• _SELECTED TEXT_:
- - - -
Sharp upper and lower bounds for maximum likelihood solutions to random Gaussian bilateral inequality systems

Abstract

This paper focuses on finding a solution maximizing the joint probability of satisfaction of a given set of (independent) Gaussian bilateral inequalities. A specially structured reformulation of this nonconvex optimization problem is proposed, in which all nonconvexities are embedded in a set of 2-variable functions composing the objective. From this, it is shown how a polynomial-time solvable convex relaxation can be derived. Extensive computational experiments are also reported, and compared to previously existing results, showing that the approach typically yields feasible solutions and upper bounds within much sharper confidence intervals.

Appendix

1.1 Proposition A1

Let \(\gamma \ge 0\) and \(\rho : {\mathbb {R}}_{+}\rightarrow {\mathbb {R}}\) be defined as:

$$\begin{aligned} \rho (z)=2-z(z+\gamma )-\dfrac{(z+\gamma )e^{-\frac{z^{2}}{2}}}{\sqrt{2\pi }\left( \varPhi (\gamma )+\varPhi (z)-1 \right) }. \end{aligned}$$

Then:

1. (i)

   \(\rho \) can have at most one zero, and when such a zero exits, it necessarily belongs to the interval \(\left[ \sqrt{1+\frac{\gamma ^{2}}{4}} -\frac{\gamma }{2}; \sqrt{2+\frac{\gamma ^{2}}{4}} -\frac{\gamma }{2}\right] \);

2. (ii)

   if \(\gamma > 0\), \(\rho \) is strictly decreasing on the above interval.
- - - -
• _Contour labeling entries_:

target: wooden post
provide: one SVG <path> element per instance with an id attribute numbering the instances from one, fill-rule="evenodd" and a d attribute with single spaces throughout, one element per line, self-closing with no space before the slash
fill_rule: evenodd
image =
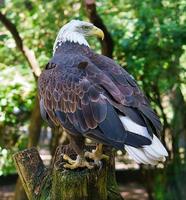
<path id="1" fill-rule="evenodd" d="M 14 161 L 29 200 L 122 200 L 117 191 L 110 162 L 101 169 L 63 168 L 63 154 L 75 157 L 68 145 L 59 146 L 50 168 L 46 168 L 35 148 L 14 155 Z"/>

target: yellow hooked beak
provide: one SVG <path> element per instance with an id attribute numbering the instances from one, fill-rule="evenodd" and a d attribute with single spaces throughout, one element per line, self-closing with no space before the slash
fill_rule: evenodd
- - - -
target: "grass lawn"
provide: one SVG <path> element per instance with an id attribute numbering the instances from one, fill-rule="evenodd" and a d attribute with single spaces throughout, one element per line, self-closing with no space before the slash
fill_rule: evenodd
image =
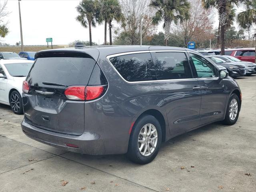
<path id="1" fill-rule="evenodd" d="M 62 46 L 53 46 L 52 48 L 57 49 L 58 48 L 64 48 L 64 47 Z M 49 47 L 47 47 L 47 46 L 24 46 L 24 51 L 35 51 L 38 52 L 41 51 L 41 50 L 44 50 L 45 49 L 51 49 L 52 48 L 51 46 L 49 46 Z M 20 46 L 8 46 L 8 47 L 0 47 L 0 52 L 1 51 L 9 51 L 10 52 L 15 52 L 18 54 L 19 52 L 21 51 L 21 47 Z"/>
- - - -
• _TASKS_:
1. In the paper on Gaussian bilateral inequality systems, where does the proposed reformulation place all of the problem's nonconvexities?
2. Carry on with the paper on Gaussian bilateral inequality systems, picking up right after its last sentence.

• _TASK ANSWERS_:
1. In a set of 2-variable functions composing the objective.

2.
Proof

We first show that, for all \(z \ge \gamma > 0\),

$$\begin{aligned} \dfrac{(z+\gamma )e^{-\frac{z^{2}}{2}}}{\sqrt{2\pi }\left( \varPhi (\gamma )+\varPhi (z)-1 \right) } \le 1. \end{aligned}$$

(29)

To that aim, we consider the function \(\zeta : {\mathbb {R}}_{+}\rightarrow {\mathbb {R}}\) defined as:

$$\begin{aligned} \zeta (z)=(z+\gamma )e^{-\frac{z^{2}}{2}}-\sqrt{2\pi }\left( \varPhi (\gamma )+\varPhi (z)-1 \right) . \end{aligned}$$

Since \(\frac{d\zeta (z)}{dz}=(1-z(z+\gamma ))e^{-\frac{z^{2}}{2}}-e^{-\frac{z^{2}}{2}}=-z(z+\gamma )e^{-\frac{z^{2}}{2}}\), \(\zeta \) is strictly decreasing on \(\left. \right] 0, +\infty \left[ \right. \). Thus, to show that \(\zeta (z) \le 0\) (for \(z \ge \gamma \)), it suffices to show that \(\zeta (\gamma )=2\gamma e^{-\frac{\gamma ^{2}}{2}}-\sqrt{2\pi }(2\varPhi (\gamma )-1) \le 0\).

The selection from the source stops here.